WHAT THE TASK REQUIRES: Format the stretch of the records from the line containing "Target: plastic water bottle" through the end of the records, both ends included, as a numbered list, leaving out any blank lines.

begin SUPPLIED INFORMATION

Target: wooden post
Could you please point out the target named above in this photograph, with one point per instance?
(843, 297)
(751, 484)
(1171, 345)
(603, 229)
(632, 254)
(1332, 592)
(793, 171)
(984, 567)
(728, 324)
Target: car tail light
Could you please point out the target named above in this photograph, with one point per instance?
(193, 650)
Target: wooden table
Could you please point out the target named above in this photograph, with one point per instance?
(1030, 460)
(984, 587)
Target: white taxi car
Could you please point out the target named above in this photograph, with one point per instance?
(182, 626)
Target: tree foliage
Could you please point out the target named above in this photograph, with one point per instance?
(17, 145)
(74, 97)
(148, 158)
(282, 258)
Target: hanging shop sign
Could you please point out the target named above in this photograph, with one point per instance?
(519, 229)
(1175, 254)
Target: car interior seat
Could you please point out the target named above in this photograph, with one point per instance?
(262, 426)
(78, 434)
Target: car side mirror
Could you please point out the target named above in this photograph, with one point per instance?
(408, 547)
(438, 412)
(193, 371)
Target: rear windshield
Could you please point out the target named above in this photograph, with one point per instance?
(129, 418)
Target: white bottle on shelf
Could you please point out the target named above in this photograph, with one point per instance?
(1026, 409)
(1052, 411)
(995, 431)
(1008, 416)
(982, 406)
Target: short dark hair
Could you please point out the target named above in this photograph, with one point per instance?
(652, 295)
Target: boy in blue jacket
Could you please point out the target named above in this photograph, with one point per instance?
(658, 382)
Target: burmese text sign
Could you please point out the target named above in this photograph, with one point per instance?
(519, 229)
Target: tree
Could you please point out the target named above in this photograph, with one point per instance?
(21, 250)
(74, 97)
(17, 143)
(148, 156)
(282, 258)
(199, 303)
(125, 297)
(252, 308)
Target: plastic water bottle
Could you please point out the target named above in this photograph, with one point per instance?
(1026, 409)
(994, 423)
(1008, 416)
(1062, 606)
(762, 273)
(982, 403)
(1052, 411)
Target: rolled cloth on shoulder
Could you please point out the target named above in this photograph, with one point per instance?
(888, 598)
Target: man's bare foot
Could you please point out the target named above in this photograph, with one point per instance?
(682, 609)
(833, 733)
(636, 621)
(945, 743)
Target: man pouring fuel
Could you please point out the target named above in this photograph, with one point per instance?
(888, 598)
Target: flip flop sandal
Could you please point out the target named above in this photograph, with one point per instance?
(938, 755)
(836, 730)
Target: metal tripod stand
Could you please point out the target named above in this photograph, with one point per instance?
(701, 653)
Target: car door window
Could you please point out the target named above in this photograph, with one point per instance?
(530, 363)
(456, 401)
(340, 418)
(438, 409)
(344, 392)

end SUPPLIED INFORMATION

TASK RESULT:
1. Target: plastic water bottle
2. Could you please point out the target named above in this photograph, with one point per instance?
3. (1026, 409)
4. (994, 423)
5. (1008, 416)
6. (1062, 606)
7. (762, 273)
8. (982, 403)
9. (1052, 411)
10. Target: rolled cloth on shoulder
11. Could you please point out the target named above in this photograph, with one point per instance?
12. (888, 598)
13. Target: man's bare foot
14. Could you please point out the target named above in this photograph, with one point per instance?
15. (682, 609)
16. (833, 733)
17. (636, 621)
18. (945, 743)
19. Target: man pouring fuel
20. Could you please point out the target named above in this photograph, with one point per instance?
21. (888, 598)
22. Target: flip flop sandal
23. Could you please point out the target named above in this photograph, with one point per instance?
24. (938, 755)
25. (836, 730)
26. Target: metal tripod stand
27. Could you please point out the target named above in this photograph, with one point per instance?
28. (701, 653)
29. Target: car door window
30. Could you please point out the target named above in this photograph, with one point per instance?
31. (530, 363)
32. (456, 401)
33. (340, 418)
34. (438, 409)
35. (344, 392)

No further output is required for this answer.